#### Provided records ####

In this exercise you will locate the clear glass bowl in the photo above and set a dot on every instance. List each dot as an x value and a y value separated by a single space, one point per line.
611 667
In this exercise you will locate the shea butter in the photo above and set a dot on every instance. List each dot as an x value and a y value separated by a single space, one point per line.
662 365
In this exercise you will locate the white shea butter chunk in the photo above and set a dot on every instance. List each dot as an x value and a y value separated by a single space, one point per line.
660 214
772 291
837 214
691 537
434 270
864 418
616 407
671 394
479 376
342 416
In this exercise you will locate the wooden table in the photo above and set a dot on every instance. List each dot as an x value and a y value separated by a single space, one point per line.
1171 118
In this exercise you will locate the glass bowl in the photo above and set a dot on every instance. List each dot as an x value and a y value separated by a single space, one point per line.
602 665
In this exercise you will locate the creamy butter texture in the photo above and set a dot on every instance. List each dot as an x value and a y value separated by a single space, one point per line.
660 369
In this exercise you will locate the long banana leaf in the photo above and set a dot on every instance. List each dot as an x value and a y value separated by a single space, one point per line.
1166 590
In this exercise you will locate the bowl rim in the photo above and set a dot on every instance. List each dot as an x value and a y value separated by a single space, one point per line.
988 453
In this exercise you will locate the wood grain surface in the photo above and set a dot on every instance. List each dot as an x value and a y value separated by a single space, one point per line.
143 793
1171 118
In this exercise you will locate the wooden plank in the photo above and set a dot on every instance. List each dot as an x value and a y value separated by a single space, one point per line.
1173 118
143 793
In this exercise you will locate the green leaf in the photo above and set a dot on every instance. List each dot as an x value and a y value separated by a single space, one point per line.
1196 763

####

◆ **Requirements**
Repeat every entry word for word.

◆ **Result of this exercise**
In this exercise you will locate the clear glass bowl in the photo above and set a dot on every instance. List each dot as an x value and a y value separated by a single space, one point per line.
611 667
In this exercise you will locate the shea butter in the photo above and set a dot on every instance. List each dot as an x value and a y value separated by a single space, one point per line.
662 365
In this exercise you will locate the white shea butter chunk in the photo above and set a dot on every instance. List each dot as an x value and a y value separated by a single space, one point per line.
660 214
772 291
837 214
691 537
434 270
864 418
616 407
671 394
479 376
342 416
In this exercise you will locate the wooden table in the photo above and set a dot on every instance. List each dot as an x value and a y value separated by a single space, one point per line.
1171 118
In this exercise you will locate the glass bowl in the photo above and set a dot on every instance. List each dot as an x value and a y value separated by a single space, one point per line.
602 665
In this exercise you will locate the creamy butter texture in the photo above and set a dot on every instance. List each dot as an x value and a y value separated by a single space, one point per line.
660 369
In this exercise you will locate the long banana leaf in the photo above and set a dot on every instance. List each dot as an x value and a y value separated by a single space, one point per line.
1166 590
In this exercise you will locate the bowl rim in the photo above and set a dot on every instance. List each dot as an x value and a y value separated by a single space, one point per line.
988 453
In this exercise you will locate the wood grain surface in the photo above and set a dot on every instance. List each dot as an x value and a y value separated by a single space, one point per line.
143 793
1171 118
In this exercise you will locate the wooden plank in the photo above and set a dot on every instance. List each dot as an x value and a y value separated by a single space, one point per line.
1173 118
143 793
In this exercise you will locate the green leaf in the photo above and set a dot on every instance. List each dot as an x value and a y value separated by a single space, one point per line.
1196 763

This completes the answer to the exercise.